Copy the part of the records that begins with the line containing "the coffee cherry." and ends with the line containing "(409, 1054)", keeping every line in place and shifting each coordinate pair by adding 139 to both of its numbers.
■ ■ ■ ■
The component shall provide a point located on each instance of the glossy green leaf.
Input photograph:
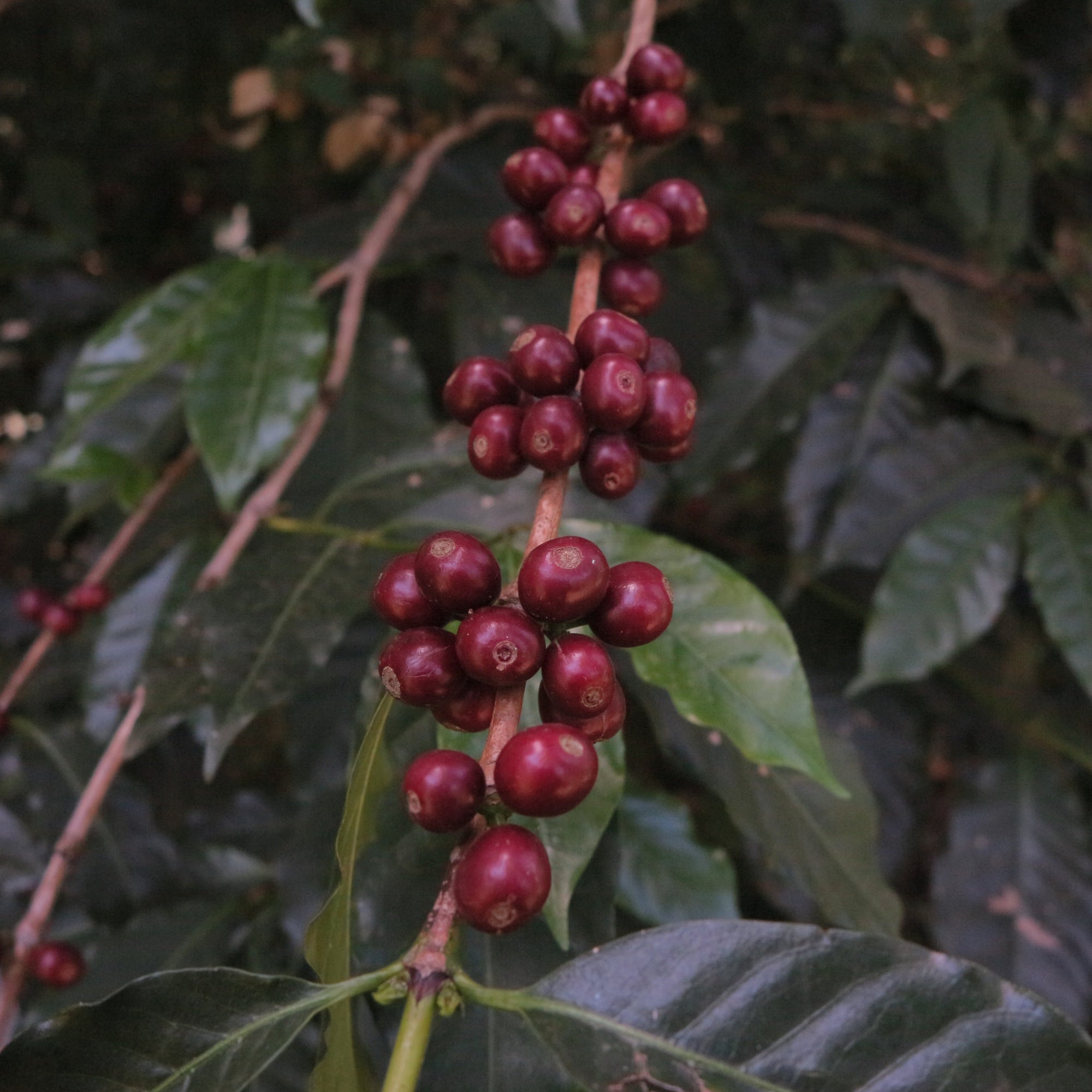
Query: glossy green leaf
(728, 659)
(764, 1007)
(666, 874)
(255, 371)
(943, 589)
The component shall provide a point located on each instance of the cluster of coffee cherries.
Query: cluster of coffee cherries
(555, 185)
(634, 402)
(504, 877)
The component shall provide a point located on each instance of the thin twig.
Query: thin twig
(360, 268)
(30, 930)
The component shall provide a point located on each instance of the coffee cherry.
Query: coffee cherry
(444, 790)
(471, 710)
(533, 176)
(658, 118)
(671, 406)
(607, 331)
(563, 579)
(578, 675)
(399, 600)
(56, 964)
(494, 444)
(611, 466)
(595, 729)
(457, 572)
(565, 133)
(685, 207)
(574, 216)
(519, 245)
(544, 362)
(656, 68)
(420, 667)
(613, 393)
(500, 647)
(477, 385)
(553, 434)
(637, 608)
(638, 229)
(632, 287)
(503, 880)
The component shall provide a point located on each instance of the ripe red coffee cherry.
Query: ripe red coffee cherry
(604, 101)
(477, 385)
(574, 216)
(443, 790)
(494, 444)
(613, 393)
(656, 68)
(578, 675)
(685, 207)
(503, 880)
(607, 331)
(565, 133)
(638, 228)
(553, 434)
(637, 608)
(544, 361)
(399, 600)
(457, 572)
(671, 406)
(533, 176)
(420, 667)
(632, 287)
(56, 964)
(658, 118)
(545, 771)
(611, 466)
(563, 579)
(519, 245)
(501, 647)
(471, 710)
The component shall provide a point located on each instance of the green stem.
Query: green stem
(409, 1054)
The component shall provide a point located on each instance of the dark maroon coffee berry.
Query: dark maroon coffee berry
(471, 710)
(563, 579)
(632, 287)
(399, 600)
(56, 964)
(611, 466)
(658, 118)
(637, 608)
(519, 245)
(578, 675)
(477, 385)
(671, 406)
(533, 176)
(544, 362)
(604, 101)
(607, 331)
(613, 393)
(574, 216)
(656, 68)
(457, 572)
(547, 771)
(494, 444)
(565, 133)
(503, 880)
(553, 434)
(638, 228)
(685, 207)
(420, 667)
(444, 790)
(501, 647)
■ ■ ■ ■
* [Exercise result]:
The component shall provide a point located on each instance of the coffee cherry.
Query: coffee cherry
(583, 929)
(610, 849)
(672, 315)
(797, 257)
(810, 545)
(746, 470)
(702, 718)
(717, 814)
(538, 739)
(195, 1103)
(633, 583)
(750, 605)
(734, 868)
(596, 711)
(704, 272)
(824, 346)
(713, 355)
(658, 384)
(683, 501)
(795, 207)
(559, 806)
(752, 532)
(639, 786)
(616, 524)
(692, 573)
(776, 747)
(777, 368)
(771, 426)
(642, 1019)
The component shall provide a point located on each instance of the ripe red coffee cherry.
Query: ripe red coffee cherry
(743, 240)
(616, 524)
(713, 355)
(582, 929)
(633, 583)
(752, 532)
(795, 207)
(717, 814)
(824, 346)
(642, 1019)
(746, 470)
(704, 272)
(777, 367)
(692, 573)
(776, 747)
(683, 500)
(538, 739)
(596, 711)
(810, 545)
(672, 315)
(559, 806)
(771, 426)
(195, 1103)
(797, 257)
(684, 910)
(750, 605)
(702, 718)
(658, 384)
(640, 786)
(610, 849)
The component shall provide a point located on each instance of the green stem.
Query: green stem
(548, 1193)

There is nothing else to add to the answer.